= TASK TO CARRY OUT =
Make an exact copy of the lines below.
══ SUPPLIED MATERIAL
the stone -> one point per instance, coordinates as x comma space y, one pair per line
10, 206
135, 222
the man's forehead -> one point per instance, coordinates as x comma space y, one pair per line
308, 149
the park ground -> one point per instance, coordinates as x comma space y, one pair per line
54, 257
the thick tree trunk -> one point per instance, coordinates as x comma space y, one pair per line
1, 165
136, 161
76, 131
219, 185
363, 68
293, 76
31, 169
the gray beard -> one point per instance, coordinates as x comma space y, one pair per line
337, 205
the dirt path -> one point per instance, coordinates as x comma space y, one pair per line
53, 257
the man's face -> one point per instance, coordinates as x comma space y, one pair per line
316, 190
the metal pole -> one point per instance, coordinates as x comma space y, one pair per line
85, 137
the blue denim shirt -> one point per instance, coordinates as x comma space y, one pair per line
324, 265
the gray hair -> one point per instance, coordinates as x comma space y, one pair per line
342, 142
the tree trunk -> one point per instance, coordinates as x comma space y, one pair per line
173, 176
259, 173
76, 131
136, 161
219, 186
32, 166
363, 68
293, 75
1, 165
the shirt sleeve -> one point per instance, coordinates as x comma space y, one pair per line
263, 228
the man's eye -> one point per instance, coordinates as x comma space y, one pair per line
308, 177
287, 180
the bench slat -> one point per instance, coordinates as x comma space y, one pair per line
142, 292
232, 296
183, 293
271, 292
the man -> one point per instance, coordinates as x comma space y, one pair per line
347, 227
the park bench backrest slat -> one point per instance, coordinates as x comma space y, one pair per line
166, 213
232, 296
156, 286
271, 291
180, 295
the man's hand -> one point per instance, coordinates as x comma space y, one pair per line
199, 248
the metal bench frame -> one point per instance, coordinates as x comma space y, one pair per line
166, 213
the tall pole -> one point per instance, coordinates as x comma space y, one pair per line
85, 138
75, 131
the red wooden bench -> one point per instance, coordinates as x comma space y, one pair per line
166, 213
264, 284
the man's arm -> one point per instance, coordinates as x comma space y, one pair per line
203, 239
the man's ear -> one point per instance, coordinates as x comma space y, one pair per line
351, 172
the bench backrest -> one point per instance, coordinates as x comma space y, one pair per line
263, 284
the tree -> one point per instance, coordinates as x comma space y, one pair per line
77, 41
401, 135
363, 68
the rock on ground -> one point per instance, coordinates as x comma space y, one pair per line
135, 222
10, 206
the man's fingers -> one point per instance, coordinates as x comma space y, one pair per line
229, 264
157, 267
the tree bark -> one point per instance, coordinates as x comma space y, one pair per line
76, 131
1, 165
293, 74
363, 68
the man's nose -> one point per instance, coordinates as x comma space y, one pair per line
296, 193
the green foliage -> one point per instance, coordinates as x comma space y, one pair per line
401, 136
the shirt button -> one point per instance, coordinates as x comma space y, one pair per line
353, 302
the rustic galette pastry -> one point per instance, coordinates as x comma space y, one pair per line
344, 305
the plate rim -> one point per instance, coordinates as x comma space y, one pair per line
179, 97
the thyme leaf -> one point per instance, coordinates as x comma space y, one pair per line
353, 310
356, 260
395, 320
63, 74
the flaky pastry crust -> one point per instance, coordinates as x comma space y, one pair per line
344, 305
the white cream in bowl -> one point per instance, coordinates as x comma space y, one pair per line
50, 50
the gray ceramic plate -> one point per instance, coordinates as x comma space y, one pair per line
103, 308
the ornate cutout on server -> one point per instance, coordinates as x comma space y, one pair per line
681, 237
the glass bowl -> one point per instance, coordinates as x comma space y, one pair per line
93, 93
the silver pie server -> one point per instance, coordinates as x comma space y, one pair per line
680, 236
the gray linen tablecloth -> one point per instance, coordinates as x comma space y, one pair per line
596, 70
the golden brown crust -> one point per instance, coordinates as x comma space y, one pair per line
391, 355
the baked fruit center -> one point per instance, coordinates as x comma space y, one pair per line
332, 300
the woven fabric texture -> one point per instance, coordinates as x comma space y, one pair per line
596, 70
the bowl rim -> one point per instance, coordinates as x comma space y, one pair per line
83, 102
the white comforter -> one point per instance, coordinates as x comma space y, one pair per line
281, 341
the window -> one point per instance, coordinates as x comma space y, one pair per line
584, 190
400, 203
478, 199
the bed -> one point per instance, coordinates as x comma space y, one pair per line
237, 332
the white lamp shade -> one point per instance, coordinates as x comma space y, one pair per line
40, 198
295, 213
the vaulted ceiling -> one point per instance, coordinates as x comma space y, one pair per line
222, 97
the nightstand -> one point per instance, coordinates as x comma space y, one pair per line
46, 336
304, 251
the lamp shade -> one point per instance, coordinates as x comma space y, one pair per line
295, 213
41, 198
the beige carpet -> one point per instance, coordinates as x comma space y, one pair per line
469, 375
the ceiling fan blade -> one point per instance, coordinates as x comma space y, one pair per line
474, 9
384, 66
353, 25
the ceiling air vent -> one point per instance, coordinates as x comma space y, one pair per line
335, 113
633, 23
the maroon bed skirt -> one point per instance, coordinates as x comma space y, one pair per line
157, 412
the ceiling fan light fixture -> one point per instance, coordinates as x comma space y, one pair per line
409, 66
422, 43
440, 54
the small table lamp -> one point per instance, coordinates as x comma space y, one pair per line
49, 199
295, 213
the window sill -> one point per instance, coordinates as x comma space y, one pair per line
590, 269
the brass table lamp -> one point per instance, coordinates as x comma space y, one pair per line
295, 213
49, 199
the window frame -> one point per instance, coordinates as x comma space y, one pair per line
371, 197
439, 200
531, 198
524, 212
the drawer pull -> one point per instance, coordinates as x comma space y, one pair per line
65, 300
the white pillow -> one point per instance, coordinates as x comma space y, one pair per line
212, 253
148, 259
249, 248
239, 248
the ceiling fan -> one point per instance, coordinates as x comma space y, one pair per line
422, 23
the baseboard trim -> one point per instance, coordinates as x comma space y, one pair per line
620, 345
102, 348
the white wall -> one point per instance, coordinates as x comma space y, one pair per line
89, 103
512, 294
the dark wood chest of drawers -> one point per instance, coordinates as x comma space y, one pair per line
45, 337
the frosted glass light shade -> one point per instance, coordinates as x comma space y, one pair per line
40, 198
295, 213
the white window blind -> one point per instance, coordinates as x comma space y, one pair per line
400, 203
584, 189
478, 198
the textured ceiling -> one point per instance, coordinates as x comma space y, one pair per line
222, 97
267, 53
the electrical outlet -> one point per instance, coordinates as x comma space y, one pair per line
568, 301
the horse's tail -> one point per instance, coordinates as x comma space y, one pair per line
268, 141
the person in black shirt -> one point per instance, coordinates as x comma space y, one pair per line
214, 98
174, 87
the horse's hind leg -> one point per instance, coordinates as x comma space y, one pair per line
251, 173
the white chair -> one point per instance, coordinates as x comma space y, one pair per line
════
= TASK SOLUTION =
the stone -> one point per instance, coordinates as x comma space y, one pair per line
10, 206
135, 222
the man's forehead -> one point per instance, coordinates as x comma space y, one pair per line
308, 149
the park ground -> one point per instance, coordinates as x comma space y, one pair per line
54, 257
the thick tree trunk -> one point per instance, coordinates as x comma space y, one pair per line
1, 165
136, 161
76, 131
219, 185
363, 68
293, 76
31, 169
the gray beard -> one point per instance, coordinates as x comma space y, one pair per line
337, 205
the dirt path -> one point per instance, coordinates as x comma space y, one pair per line
53, 257
the man's face -> one point per instance, coordinates as x comma space y, one pair per line
316, 190
the metal pole -> one point per instance, coordinates as x comma space y, one pair per line
85, 137
the blue denim shirt -> one point per instance, coordinates as x comma space y, one pair per line
324, 265
the gray hair -> one point per instance, coordinates as x comma space y, one pair per line
342, 142
the tree trunk -> one point per instance, coordinates as x comma space y, one pair per line
173, 176
259, 173
76, 131
136, 161
219, 186
32, 166
363, 68
293, 75
1, 165
the shirt sleeve -> one point per instance, coordinates as x comma space y, one pair per line
263, 228
the man's eye -> one point per instance, coordinates as x comma space y, one pair per line
308, 177
287, 180
the bench slat -> one point per instance, coordinates as x comma space y, one pair per line
142, 292
232, 296
183, 293
271, 292
the man -> one point per instance, coordinates as x comma space y, one pair per line
347, 227
the park bench backrest slat -> one point per instance, coordinates as x comma space y, one pair per line
166, 213
232, 296
156, 286
271, 291
180, 295
the man's hand -> one point per instance, coordinates as x comma space y, one pair per line
199, 248
the metal bench frame -> one point per instance, coordinates as x comma space y, one pair per line
166, 213
the tall pole -> one point per instance, coordinates as x comma space y, one pair per line
85, 138
75, 131
the red wooden bench -> one point per instance, coordinates as x comma space y, one pair per line
166, 213
264, 284
the man's arm -> one point per instance, coordinates as x comma space y, one pair per line
203, 239
the man's ear -> one point per instance, coordinates as x comma space y, one pair per line
351, 172
the bench backrest -> one point per instance, coordinates as x comma space y, one pair per line
263, 284
the tree -> one point per instance, coordinates as x comma space y, one pair per line
77, 41
401, 135
363, 68
the rock on ground -> one point per instance, coordinates as x comma space y, one pair per line
135, 222
10, 206
the man's fingers -> one point per instance, coordinates as x comma space y, one pair per line
229, 264
157, 267
the tree bark -> one point per instance, coordinates as x comma space y, one pair per line
76, 131
1, 165
293, 74
363, 68
the man's nose -> one point per instance, coordinates as x comma space y, one pair per line
296, 193
the green foliage -> one point per instance, coordinates as x comma space y, one pair per line
401, 136
the shirt button -> one point per instance, coordinates as x comma space y, one pair per line
353, 302
the rustic galette pastry -> one point per instance, coordinates as x comma space y, one pair per line
344, 305
the plate rim -> one point per instance, coordinates as x comma space y, one pair per line
179, 97
the thyme leaf -> one point per instance, coordinates as x comma space y, one pair per line
353, 310
356, 260
395, 320
63, 74
the flaky pastry crust -> one point per instance, coordinates as x comma space y, one pair per line
344, 305
the white cream in bowl -> one point per instance, coordinates as x comma space y, one pair per line
50, 50
the gray ceramic plate -> one point per instance, coordinates as x comma space y, one pair per line
103, 308
the ornate cutout on server -> one point per instance, coordinates as x comma space y, one pair per line
681, 237
the glass bowl -> one point per instance, coordinates as x comma space y, one pair per line
93, 93
the silver pie server -> one point per instance, coordinates as x comma space y, one pair per line
680, 236
the gray linen tablecloth -> one point per instance, coordinates as x comma space y, one pair per line
596, 70
the golden brown crust -> one point per instance, coordinates as x comma space y, one pair per line
391, 355
the baked fruit center -> one point per instance, coordinates as x comma space y, one pair per line
332, 300
the woven fabric texture -> one point per instance, coordinates as x comma space y, one pair per line
596, 70
the bowl rim -> one point per instance, coordinates as x comma space y, one pair per line
83, 102
the white comforter -> one point per instance, coordinates as x comma space y, one pair per line
281, 341
the window -> one point per instance, coordinates as x comma space y, one pair per line
584, 190
400, 203
478, 199
the bed -> one point per instance, coordinates as x comma space y, one pair per line
237, 332
the white lamp shade -> one point per instance, coordinates as x comma space y, one pair per line
40, 198
295, 213
the vaulted ceiling -> one point per instance, coordinates as x comma space y, one pair per line
222, 97
the nightstand -> one point per instance, coordinates as x comma space y, one pair per line
46, 336
304, 251
the lamp shade -> one point per instance, coordinates as x comma space y, one pair per line
295, 213
41, 198
the beige carpet -> one point per instance, coordinates as x comma space y, one pair per line
469, 375
the ceiling fan blade -> one point per instance, coordinates as x comma space y, one pair per line
474, 9
384, 66
353, 25
the ceiling air vent -> one point per instance, coordinates as x comma space y, one pair per line
335, 113
633, 23
the maroon bed skirt -> one point per instance, coordinates as x comma space y, one pair per line
157, 412
the ceiling fan light fixture -> one point per instance, coordinates as x comma space y, one pair per line
409, 66
422, 43
440, 54
the small table lamp -> one point per instance, coordinates as x comma space y, one pair per line
49, 199
295, 213
the window sill -> one point per instance, coordinates as x comma space y, one pair per line
590, 269
the brass table lamp -> one point per instance, coordinates as x comma space y, one pair per line
295, 213
49, 199
the window frame -> one point per instance, coordinates as x comma space y, one pair per line
371, 197
439, 200
531, 198
524, 212
the drawer pull -> one point per instance, coordinates as x comma space y, one pair per line
65, 300
the white pillow -> one point per instance, coordinates as x comma space y, one pair per line
212, 253
148, 259
249, 248
239, 248
the ceiling fan -> one point per instance, coordinates as x comma space y, one pair per line
422, 23
the baseboard trim -> one point per instance, coordinates as x comma space y, one pair per line
620, 345
102, 348
the white wall -> one point per instance, coordinates as x comma space y, one pair per line
89, 103
512, 294
the dark wood chest of drawers -> one point per instance, coordinates as x comma space y, one pair per line
45, 337
the frosted glass light shade -> one point per instance, coordinates as x comma space y, one pair per line
40, 198
295, 213
the white window blind -> one point per instance, coordinates as x comma space y, one pair per line
400, 203
584, 189
478, 198
the textured ceiling -> one point per instance, coordinates as x comma space y, one pair per line
222, 97
267, 53
the electrical outlet -> one point per instance, coordinates as x comma space y, one pair per line
568, 301
the horse's tail -> one point per instance, coordinates as x comma space y, one pair per line
268, 141
the person in black shirt -> one point per instance, coordinates as x comma space y, one pair per line
214, 98
174, 87
the horse's hind leg -> one point per instance, coordinates as x comma space y, one pair per line
251, 173
the white chair -> one point per instance, coordinates as x comma space y, one pair per line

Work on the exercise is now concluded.